> **ENTRIES SUPPLIED**:
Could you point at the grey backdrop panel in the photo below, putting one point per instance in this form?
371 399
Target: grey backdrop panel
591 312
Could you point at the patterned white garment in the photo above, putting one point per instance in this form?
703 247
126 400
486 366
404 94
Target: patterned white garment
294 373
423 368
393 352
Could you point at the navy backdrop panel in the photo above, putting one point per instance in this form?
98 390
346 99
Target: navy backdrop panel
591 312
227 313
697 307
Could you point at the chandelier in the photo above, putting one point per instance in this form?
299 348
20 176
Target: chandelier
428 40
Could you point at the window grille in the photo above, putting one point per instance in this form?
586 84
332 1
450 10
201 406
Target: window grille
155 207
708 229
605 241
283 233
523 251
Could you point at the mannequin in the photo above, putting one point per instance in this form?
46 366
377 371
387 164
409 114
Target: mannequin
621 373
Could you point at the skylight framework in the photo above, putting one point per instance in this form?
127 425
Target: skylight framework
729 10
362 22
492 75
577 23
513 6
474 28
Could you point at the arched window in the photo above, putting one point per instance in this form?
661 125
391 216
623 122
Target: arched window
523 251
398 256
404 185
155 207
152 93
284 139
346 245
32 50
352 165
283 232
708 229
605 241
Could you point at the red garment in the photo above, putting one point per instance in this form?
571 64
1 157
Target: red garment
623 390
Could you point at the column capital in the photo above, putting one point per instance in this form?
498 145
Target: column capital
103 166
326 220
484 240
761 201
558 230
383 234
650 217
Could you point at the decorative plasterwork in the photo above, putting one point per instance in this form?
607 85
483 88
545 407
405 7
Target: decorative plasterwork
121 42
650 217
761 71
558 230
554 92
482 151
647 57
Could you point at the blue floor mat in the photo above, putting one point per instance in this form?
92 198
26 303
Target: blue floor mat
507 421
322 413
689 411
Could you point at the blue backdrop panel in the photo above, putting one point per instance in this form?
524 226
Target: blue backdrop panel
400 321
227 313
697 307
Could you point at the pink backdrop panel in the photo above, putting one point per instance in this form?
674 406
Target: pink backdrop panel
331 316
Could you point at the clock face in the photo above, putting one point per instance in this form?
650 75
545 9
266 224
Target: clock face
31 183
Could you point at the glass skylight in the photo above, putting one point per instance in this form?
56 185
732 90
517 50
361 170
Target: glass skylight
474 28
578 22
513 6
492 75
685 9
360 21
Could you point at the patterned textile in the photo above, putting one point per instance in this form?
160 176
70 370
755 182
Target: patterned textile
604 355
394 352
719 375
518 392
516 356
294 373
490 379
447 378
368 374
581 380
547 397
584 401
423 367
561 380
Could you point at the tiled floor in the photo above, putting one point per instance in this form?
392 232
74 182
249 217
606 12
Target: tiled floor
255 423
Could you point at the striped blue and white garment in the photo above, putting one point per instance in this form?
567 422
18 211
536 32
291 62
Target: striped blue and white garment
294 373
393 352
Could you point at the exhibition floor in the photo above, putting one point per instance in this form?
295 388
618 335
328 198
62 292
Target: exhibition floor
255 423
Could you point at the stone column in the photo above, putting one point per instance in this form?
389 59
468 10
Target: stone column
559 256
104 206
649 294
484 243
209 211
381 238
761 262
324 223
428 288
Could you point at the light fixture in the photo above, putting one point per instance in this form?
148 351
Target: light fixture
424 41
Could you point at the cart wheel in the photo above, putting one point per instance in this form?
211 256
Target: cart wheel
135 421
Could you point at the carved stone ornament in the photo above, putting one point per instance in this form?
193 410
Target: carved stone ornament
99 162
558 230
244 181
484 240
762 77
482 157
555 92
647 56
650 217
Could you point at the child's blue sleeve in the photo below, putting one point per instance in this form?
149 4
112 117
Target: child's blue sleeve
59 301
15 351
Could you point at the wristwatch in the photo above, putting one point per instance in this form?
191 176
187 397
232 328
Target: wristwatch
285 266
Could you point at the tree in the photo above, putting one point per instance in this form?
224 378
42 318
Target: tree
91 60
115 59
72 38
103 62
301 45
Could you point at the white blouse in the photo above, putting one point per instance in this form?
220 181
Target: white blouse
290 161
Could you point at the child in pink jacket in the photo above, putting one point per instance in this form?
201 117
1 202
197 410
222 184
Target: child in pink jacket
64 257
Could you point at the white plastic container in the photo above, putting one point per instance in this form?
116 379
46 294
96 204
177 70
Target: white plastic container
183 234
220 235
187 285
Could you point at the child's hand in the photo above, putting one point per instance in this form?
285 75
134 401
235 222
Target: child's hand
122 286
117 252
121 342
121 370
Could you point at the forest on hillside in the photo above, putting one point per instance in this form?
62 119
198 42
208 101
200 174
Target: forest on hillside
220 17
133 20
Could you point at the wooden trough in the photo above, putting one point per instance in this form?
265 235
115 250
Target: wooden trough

> **WRITTEN TASK**: Send back each record exactly as it stands.

> **ANSWER TO THIS TASK**:
Could you point at the grey backdrop panel in the photo below, putting one point per instance in this form?
371 399
Target: grey backdrop panel
591 312
Could you point at the patterned white garment in the photo above, putting one point per instance in this form?
703 247
126 400
486 366
404 94
Target: patterned white garment
294 373
423 368
393 352
Could you point at the navy backdrop panel in the photo above, putting one point per instance in this form?
98 390
346 99
Target: navy backdrop panel
591 312
227 313
697 307
Could you point at the chandelier in the photo above, putting one point per instance in this form?
299 348
20 176
Target: chandelier
428 40
Could you point at the window grille in the photo above, putting one point per instance in this form?
586 84
332 1
450 10
201 406
Target: window grille
155 207
708 229
605 241
283 233
523 251
Could you point at the mannequin in the photo above, putting one point per instance in this form?
46 366
377 371
387 164
409 114
Target: mannequin
621 373
Could you point at the skylight framework in the photo above, putting one point per instance in this form?
127 425
Target: skylight framework
729 10
362 22
492 75
577 23
513 6
474 28
Could you point at the arched window in the photo above, putting one point per instance in this form?
661 125
391 216
623 122
Target: arched window
523 251
398 256
404 185
155 207
152 93
284 139
346 245
32 50
352 165
283 232
708 229
605 241
Could you point at the red garment in the photo above, putting one point per instance in this form?
571 64
1 157
Target: red garment
623 390
Could you point at the column capital in the photo above, putting one point per instance in this form?
498 145
Target: column capital
103 166
326 220
484 240
761 201
558 230
383 234
650 217
Could you point at the decorative plasterwork in the photo above, putting one point per instance in this form?
607 85
483 88
545 407
405 7
Target: decorative plasterwork
121 42
650 217
761 71
558 230
554 92
482 151
647 57
Could you point at the blue floor mat in the photo above, putting one point per instance in this form?
92 198
26 303
Target: blue floor mat
507 421
322 413
689 411
Could you point at the blue backdrop panel in the photo above, putting one point per instance in this form?
524 226
Target: blue backdrop panel
400 321
227 313
697 307
Could you point at the pink backdrop panel in the photo above, putting one point per instance in this form?
674 406
Target: pink backdrop panel
331 316
Could you point at the clock face in the photo above, putting one point per instance in this form?
650 75
545 9
266 224
Target: clock face
31 183
Could you point at the glass skylight in the photo above, putting one point per instance in this form?
56 185
732 90
517 50
361 170
Target: glass skylight
474 28
578 22
513 6
492 75
685 9
360 21
Could you point at the patterned textile in the photo above, putting one point per instance in this form?
160 176
70 370
755 182
Target: patterned textile
604 355
394 352
719 375
518 392
516 356
294 373
490 379
447 378
368 374
581 380
547 397
584 401
423 367
561 380
Could you point at the tiled floor in the photo above, putting one point per instance in this form?
392 232
74 182
249 217
606 12
Target: tiled floor
255 423
Could you point at the striped blue and white garment in the photo above, putting one point per instance in this form?
567 422
18 211
536 32
291 62
Target: striped blue and white garment
294 373
393 352
Could you point at the exhibition floor in the photo above, putting one point per instance in this form?
295 388
618 335
328 198
62 292
Target: exhibition floor
255 423
Could you point at the stone column in the photo above, putting one point per instance in this form?
389 59
468 10
Target: stone column
559 256
104 206
649 294
484 243
209 211
381 238
761 262
324 223
428 288
Could you point at the light fixture in the photo above, putting one point per instance in this form?
148 351
Target: light fixture
424 41
Could you point at the cart wheel in the photo above, putting one point per instance in this form?
211 256
Target: cart wheel
135 421
Could you point at the carved stone ornament in the photo above, putting one point per instance in this form?
193 410
Target: carved stone ornament
99 162
558 230
244 181
484 240
762 77
482 157
555 92
647 56
650 217
Could you point at the child's blue sleeve in the photo below, putting one point per instance in this form?
149 4
112 117
Target: child's blue sleeve
59 301
15 351
Could you point at the wristwatch in the photo above, putting one point per instance in this form?
191 176
187 397
232 328
Target: wristwatch
285 266
Could you point at the tree in the photo above, putting one point per instance in this form?
224 378
42 318
Target: tree
91 60
115 59
72 38
103 62
301 45
Could you point at the white blouse in the photo above, putting one point per instance in this form?
220 181
Target: white blouse
290 161
Could you point at the child in pink jacket in the photo above, putting one point per instance in this form?
201 117
1 202
197 410
222 184
Target: child in pink jacket
64 257
Could you point at the white plastic container in the photo above, putting one point per instance in this form?
116 379
46 294
96 204
177 70
Target: white plastic container
183 234
220 235
187 285
Could you point at the child's hand in the photo above, putting one point per instance in this form?
285 75
134 401
235 222
Target: child's hand
122 286
117 252
121 342
121 370
Could you point at the forest on hillside in the photo above, putting one point per instance in this form?
62 119
198 42
208 101
200 174
Target: forest on hillside
220 17
133 20
Could you point at the wooden trough in the photo above, putting one point per instance in this form?
265 235
115 250
Target: wooden trough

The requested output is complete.